Transcribe the Southwest Airlines thread word for word, starting with "## capjak (May" and going on through "DavidnRobin (May 14, 2014)".

### PAGE TEXT
--- begin ---

# Has anyone ever traveled on Southwest Airlines?



## RALnGA (May 14, 2014)

I Just book flights on Southwestern Airlines to Nassau in October for $235 round trip from Atlanta GA.This price is the cheapest I have even seen,hopefully I didn't make a bad choice.We have flown Airtran before to the Atlantis but Southwesten bought out Airtran last year.
  I'd like to hear any comments anyone has about Southwestern.One thing I have found out is they don't assign seats,it's like the first one that sits in a seat it's theirs. 

Thanks 
RALnGA


----------



## Weimaraner (May 14, 2014)

Southwest Air started flying out of our local airport and I was a little apprehensive about the lack of assigned seats. I used the Early Bird option so we could get the A category since .i was travelling with my daughter. I have to say I love this airline. We lined up in order like in elementary school by number and we had excellent seat choices. No charge for our luggage. I have rescheduled flights easily. I cancelled a flight, no problem...I now have a credit. If you really need to have first choice of seats, pay the fee for early bird. Others say they do online checking without it successfully. Enjoy your trip!


----------



## capjak (May 14, 2014)

SW Air is a great customer service oriented airline you made a great decision. FYI, you can pay extra to be in an earlier group to get to the front of the line, no assigned seats is not an issue and your checked bags are included


----------



## DavidnRobin (May 14, 2014)

SWA is a great airline.  Make sure you check-in 24 hrs (on-line) in advance and you will have no seat issue (about 1/3 full at that point) - that is if you do not want to pay for early boarding.
We flew SWA to New Orleans a couple of weeks ago - and it was great trip even with a stop on the way there and back.


----------



## ferndale (May 14, 2014)

Southwest is the airline with the best on time and non cancellation record.  We fly them a lot from arkansas to texas or for other short trips.  Definitely check in right at 24 hours in advance, and then enjoy your trip.  The flight attendants are generally friendly and fun (we have had a few flights where they had made the safety briefing into a funny song, and the lead flight attendant sang us the briefing)!  Bring your own snacks - that is not their forte!


----------



## pedro47 (May 14, 2014)

I agree SW is an outstanding airline.  Large seats, great service by all staff and two bags fly free.


----------



## simpsontruckdriver (May 14, 2014)

The only "downside"... no free TV or satellite radio (like JetBlue). Yep, I am biased!

TS


----------



## momeason (May 14, 2014)

pedro47 said:


> I agree SW is an outstanding airline.  Large seats, great service by all staff and two bags fly free.

--- end ---

### DATA SUPPLIED

--- begin ---

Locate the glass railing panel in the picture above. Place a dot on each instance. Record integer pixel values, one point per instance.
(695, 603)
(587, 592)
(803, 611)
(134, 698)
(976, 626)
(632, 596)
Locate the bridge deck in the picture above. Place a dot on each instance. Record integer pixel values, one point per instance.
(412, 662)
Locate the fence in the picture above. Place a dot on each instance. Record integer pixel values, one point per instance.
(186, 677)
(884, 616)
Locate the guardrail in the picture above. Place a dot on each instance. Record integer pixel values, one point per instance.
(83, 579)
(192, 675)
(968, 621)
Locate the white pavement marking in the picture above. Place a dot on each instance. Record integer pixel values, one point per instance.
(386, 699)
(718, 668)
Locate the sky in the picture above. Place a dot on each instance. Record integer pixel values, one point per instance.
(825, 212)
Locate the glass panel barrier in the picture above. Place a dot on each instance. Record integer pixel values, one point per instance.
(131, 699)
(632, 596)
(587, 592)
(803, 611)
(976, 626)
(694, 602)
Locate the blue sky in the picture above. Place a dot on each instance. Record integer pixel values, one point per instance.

--- end ---
--- begin ---

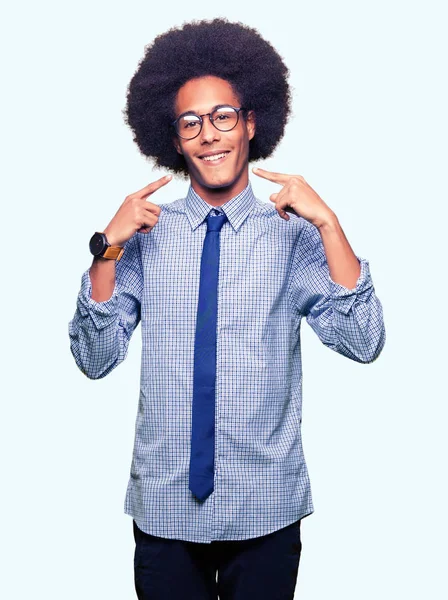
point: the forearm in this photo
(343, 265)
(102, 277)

--- end ---

### RESULT
## capjak (May 14, 2014)

SW Air is a great customer service oriented airline you made a great decision. FYI, you can pay extra to be in an earlier group to get to the front of the line, no assigned seats is not an issue and your checked bags are included


----------



## DavidnRobin (May 14, 2014)